● **DESCRIPTION OF THE TASK**
Output everything from the line containing "Identify the pale" down to the end of the data below as a numbered list, leaving out any blank lines.

● **SOURCE RECORDS**
════════════════

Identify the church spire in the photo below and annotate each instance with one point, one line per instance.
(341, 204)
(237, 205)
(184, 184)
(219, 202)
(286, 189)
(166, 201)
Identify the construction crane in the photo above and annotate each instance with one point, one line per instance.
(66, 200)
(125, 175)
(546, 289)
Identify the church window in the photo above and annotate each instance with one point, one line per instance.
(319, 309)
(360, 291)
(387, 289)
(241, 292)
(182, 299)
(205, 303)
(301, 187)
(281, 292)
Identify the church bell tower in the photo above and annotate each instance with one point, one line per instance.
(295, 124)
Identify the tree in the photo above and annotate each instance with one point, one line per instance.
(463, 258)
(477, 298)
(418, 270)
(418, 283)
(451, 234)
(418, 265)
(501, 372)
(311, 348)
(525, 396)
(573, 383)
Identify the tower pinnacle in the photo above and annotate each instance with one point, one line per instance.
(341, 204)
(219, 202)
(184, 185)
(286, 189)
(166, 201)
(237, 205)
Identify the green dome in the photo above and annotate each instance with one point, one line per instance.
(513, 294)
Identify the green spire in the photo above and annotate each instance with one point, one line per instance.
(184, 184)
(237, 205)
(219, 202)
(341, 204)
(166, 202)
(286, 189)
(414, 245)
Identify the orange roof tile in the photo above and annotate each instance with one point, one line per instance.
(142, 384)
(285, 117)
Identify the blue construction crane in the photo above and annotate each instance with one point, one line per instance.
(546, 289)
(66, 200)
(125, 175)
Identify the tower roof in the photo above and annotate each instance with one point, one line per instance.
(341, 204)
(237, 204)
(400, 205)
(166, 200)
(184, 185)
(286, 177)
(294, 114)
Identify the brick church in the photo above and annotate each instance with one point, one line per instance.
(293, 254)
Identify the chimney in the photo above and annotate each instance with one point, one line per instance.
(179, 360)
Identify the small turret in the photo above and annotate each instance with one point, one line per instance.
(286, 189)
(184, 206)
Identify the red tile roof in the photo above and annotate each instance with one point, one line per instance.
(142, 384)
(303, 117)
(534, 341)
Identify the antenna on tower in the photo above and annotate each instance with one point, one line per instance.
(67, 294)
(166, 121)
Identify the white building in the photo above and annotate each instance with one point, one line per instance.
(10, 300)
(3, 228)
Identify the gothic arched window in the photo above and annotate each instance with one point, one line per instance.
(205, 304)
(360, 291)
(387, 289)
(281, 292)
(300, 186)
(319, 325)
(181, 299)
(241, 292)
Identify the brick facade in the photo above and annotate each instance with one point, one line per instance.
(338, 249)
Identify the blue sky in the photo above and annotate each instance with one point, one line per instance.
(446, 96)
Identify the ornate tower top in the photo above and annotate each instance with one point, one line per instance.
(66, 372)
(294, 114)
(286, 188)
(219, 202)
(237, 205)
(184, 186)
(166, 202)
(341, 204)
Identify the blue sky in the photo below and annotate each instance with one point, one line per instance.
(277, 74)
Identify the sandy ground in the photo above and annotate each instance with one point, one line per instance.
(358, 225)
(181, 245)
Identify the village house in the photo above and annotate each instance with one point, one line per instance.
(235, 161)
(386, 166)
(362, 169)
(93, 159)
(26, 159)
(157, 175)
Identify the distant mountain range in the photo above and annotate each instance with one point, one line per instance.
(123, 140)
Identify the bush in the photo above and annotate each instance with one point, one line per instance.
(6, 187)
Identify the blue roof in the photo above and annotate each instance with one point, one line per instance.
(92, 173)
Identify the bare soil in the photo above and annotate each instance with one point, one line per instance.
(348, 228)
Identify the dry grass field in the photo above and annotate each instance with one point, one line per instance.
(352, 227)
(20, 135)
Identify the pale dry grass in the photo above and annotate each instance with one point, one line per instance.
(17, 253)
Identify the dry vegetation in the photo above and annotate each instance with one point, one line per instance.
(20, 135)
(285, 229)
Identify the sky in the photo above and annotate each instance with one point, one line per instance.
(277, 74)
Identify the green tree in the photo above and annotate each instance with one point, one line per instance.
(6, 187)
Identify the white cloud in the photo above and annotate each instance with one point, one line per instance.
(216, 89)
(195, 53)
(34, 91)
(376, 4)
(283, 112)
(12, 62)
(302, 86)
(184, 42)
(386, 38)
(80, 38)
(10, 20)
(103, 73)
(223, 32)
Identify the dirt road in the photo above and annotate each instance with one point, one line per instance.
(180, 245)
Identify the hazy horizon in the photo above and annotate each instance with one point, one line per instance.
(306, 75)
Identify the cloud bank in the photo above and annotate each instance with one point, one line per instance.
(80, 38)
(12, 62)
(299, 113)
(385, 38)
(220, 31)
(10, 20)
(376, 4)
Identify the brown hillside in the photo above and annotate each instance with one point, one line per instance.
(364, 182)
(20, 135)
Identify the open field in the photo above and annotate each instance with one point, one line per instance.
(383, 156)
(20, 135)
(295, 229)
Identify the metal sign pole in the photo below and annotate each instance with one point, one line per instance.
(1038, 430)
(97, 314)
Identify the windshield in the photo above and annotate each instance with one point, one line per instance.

════════════════

● **RESPONSE**
1. Identify the pale dry grass in the photo above and annotate each instance with one point, one line per instance.
2. (17, 253)
3. Identify the dry vegetation in the photo above and annotate each instance with one point, one line per instance.
4. (20, 135)
5. (285, 229)
6. Identify the sky in the photo above and annotate each instance with one point, one line per instance.
7. (277, 74)
8. Identify the green tree in the photo above and annotate each instance with one point, one line per instance.
9. (6, 187)
10. Identify the white cloud in the photo above and annotate each instance with one point, one line per instance.
11. (216, 89)
12. (195, 53)
13. (34, 91)
14. (376, 4)
15. (283, 112)
16. (12, 62)
17. (302, 86)
18. (184, 42)
19. (386, 38)
20. (80, 38)
21. (10, 20)
22. (103, 73)
23. (223, 32)
24. Identify the dirt road in the photo above and annotate each instance with one point, one line per instance.
25. (180, 245)
26. Identify the hazy horizon in the photo above and annotate each instance with one point, one line per instance.
27. (306, 75)
28. Identify the cloud bank in the photo above and annotate each instance with one point, one line per instance.
29. (80, 38)
30. (12, 62)
31. (299, 113)
32. (385, 38)
33. (220, 31)
34. (10, 20)
35. (376, 4)
36. Identify the brown hillside in the photo above and annotate each instance with one point, one line per instance.
37. (364, 182)
38. (20, 135)
39. Identify the open field in the photo above and annotate each instance with one point, one line per instance.
40. (383, 156)
41. (20, 135)
42. (295, 229)
43. Identify the metal sign pole in the photo below and annotate each instance with one point, one line per instance.
44. (1038, 430)
45. (97, 314)
46. Identify the windshield in the photo above and annotate each instance with one point, one line per instance.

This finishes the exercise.